--- Begin DATA ---

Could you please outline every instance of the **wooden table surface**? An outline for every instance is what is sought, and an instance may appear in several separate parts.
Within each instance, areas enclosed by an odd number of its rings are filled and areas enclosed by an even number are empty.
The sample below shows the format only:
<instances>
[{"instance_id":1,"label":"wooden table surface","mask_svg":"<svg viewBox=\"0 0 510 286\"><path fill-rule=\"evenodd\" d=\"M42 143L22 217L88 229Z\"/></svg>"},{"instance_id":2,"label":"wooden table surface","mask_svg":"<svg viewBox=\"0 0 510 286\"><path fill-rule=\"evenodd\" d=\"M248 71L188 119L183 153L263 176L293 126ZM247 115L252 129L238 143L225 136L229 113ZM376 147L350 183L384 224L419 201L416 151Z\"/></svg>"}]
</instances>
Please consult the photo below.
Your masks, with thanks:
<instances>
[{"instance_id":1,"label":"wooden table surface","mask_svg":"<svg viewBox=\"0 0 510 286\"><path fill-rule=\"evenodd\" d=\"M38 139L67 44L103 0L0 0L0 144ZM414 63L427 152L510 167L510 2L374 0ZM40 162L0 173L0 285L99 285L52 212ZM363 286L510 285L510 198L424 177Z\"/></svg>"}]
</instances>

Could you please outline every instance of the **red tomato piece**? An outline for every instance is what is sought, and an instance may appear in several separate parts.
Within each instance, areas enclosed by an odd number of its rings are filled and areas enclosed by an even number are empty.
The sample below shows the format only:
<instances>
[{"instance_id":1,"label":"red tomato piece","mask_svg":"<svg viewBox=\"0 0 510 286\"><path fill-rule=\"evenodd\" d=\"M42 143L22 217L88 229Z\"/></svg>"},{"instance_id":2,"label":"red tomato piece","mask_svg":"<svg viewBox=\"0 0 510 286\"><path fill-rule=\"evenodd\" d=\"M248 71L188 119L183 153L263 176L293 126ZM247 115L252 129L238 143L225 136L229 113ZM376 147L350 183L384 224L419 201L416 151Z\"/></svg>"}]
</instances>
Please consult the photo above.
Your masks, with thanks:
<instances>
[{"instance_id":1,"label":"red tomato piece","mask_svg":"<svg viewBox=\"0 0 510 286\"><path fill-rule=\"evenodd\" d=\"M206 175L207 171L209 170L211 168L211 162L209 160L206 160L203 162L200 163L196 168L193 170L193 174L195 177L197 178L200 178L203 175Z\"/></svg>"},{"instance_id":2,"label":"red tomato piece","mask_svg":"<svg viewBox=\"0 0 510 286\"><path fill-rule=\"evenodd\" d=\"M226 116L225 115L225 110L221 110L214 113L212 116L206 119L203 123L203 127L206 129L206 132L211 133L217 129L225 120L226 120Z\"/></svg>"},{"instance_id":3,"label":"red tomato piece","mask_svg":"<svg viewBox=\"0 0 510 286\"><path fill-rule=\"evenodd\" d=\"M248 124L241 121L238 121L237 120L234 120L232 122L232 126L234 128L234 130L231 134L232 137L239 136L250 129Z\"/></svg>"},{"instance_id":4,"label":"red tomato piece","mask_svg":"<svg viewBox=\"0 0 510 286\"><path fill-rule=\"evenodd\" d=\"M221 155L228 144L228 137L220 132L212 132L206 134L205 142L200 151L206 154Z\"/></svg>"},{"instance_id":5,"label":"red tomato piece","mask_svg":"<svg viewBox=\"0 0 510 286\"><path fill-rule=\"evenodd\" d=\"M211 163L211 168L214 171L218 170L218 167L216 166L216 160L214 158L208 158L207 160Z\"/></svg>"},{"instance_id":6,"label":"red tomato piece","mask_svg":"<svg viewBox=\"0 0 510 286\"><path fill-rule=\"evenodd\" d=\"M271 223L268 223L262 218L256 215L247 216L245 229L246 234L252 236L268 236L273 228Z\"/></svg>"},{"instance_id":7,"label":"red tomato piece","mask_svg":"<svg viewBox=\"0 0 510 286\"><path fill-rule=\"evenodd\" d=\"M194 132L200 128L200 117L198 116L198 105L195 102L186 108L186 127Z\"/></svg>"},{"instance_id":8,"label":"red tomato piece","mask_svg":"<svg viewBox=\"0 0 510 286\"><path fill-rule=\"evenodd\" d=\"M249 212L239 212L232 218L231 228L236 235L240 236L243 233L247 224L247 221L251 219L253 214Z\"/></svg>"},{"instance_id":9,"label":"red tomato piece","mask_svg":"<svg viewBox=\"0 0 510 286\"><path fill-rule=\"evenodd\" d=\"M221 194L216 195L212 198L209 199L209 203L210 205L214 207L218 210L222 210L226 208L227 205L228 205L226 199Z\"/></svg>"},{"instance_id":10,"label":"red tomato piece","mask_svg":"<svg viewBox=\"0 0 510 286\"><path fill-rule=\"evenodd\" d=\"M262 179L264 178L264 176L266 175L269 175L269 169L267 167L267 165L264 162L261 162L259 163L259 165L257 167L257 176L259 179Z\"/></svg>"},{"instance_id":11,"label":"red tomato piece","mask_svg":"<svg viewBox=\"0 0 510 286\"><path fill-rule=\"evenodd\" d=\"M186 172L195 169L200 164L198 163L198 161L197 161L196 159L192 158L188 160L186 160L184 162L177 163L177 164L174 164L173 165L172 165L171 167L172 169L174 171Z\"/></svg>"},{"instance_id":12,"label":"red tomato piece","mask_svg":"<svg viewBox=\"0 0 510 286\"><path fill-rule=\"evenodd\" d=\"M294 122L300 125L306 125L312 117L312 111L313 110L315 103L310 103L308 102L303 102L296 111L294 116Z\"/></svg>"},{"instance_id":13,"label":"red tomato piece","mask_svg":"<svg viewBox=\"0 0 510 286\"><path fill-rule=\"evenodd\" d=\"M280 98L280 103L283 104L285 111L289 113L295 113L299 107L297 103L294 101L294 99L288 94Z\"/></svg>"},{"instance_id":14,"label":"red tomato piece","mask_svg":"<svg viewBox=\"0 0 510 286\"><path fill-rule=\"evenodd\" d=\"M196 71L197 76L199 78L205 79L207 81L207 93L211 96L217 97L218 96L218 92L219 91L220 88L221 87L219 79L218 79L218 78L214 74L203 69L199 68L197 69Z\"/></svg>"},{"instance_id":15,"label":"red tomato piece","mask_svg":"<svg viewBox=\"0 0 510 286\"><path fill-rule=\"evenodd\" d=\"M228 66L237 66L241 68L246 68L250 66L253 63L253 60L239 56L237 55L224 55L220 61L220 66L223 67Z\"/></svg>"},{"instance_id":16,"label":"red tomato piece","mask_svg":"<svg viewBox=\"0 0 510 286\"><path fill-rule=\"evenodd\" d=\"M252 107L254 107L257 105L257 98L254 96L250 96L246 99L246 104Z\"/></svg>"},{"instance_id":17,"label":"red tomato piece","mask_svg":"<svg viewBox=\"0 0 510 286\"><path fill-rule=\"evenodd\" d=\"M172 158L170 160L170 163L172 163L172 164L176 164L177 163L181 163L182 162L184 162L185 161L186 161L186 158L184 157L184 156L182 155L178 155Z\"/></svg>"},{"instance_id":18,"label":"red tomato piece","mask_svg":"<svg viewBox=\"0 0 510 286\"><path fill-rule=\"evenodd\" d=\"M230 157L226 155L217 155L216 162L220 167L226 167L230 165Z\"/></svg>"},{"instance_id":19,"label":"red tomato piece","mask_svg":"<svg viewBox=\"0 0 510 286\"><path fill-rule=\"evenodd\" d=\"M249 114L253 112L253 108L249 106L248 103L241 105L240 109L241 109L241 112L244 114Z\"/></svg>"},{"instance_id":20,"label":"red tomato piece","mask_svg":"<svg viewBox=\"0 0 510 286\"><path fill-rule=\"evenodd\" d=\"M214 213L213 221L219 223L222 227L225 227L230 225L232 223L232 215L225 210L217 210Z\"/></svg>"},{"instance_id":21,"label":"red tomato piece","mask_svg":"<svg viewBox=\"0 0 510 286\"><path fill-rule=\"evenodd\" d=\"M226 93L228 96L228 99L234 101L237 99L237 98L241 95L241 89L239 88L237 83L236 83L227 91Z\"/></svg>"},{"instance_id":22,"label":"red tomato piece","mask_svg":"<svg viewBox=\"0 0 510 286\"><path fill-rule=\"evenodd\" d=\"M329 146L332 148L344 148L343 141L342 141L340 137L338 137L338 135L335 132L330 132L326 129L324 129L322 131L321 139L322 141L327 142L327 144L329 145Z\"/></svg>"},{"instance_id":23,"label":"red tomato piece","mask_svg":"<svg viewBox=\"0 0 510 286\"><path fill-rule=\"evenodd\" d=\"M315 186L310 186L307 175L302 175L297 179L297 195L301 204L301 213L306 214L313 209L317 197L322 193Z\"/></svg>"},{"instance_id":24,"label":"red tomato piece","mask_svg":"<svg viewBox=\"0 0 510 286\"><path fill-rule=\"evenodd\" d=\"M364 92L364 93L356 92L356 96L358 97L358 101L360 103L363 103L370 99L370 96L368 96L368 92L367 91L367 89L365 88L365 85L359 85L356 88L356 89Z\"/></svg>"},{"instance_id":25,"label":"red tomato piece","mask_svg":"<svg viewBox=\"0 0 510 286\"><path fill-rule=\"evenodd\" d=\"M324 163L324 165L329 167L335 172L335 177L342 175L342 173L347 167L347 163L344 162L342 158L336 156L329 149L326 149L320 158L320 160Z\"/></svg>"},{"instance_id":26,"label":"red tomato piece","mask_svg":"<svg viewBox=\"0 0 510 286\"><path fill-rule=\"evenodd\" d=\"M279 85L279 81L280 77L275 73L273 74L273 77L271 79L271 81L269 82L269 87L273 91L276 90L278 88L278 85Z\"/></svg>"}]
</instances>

--- End DATA ---

## WHAT YOU ARE ASKED TO DO
Return every line of the listing above that contains the string "sought", matching case exactly.

## WRITTEN RESPONSE
Could you please outline every instance of the **wooden table surface**? An outline for every instance is what is sought, and an instance may appear in several separate parts.
Could you please outline every instance of the **red tomato piece**? An outline for every instance is what is sought, and an instance may appear in several separate parts.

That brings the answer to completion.